» **Problem**
Lay out the items below as a JSON list of strings, one string per line and blank lines omitted. Begin at the line that contains "[ ] locate the slender tree trunk" and stop after the final line of the items.
-=-=-
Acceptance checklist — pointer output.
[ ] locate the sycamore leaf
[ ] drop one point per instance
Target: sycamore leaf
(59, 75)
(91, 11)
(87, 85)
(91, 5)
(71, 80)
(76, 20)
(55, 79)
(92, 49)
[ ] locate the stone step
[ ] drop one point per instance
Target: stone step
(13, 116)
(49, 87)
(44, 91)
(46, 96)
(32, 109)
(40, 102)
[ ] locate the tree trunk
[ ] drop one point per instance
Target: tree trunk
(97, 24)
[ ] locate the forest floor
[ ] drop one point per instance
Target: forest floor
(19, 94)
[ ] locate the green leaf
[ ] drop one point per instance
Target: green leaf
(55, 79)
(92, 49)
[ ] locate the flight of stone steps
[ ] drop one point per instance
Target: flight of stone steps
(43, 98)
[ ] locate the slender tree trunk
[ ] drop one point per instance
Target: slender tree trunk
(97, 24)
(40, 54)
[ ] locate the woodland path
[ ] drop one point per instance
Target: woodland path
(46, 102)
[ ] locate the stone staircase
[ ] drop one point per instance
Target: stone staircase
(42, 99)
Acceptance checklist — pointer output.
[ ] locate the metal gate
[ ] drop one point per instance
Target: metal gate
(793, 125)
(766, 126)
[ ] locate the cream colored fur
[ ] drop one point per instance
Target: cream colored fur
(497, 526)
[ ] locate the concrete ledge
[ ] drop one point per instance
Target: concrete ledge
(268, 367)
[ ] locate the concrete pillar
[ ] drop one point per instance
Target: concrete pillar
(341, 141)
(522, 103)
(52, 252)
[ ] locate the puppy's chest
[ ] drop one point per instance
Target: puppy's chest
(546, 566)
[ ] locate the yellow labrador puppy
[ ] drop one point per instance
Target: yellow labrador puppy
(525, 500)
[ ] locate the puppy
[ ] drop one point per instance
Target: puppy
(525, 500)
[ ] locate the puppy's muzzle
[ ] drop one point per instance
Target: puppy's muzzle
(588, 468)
-=-=-
» **The reply**
[
  "[ ] locate the slender tree trunk",
  "[ ] drop one point per instance",
  "Target: slender tree trunk",
  "(97, 24)",
  "(40, 54)",
  "[ ] locate the woodland path",
  "[ ] drop one point per instance",
  "Target: woodland path",
  "(46, 102)",
  "[ ] locate the stone staircase",
  "[ ] drop one point per instance",
  "Target: stone staircase",
  "(42, 99)",
  "Acceptance checklist — pointer output.",
  "[ ] locate the metal gate",
  "[ ] drop one point per instance",
  "Target: metal gate",
  "(793, 125)",
  "(766, 126)",
  "[ ] locate the cream colored fur",
  "[ ] drop one point per instance",
  "Target: cream colored fur",
  "(497, 526)",
  "[ ] locate the concrete ledge",
  "[ ] drop one point per instance",
  "Target: concrete ledge",
  "(268, 367)",
  "[ ] locate the concrete pillar",
  "[ ] drop one point per instance",
  "Target: concrete pillar",
  "(341, 141)",
  "(522, 103)",
  "(52, 252)",
  "[ ] locate the puppy's chest",
  "[ ] drop one point per instance",
  "Target: puppy's chest",
  "(546, 566)",
  "[ ] locate the yellow labrador puppy",
  "[ ] drop one point per instance",
  "Target: yellow labrador puppy",
  "(525, 500)",
  "[ ] locate the puppy",
  "[ ] drop one point per instance",
  "Target: puppy",
  "(525, 500)",
  "[ ] locate the puppy's muzzle",
  "[ ] drop one point per instance",
  "Target: puppy's muzzle",
  "(588, 468)"
]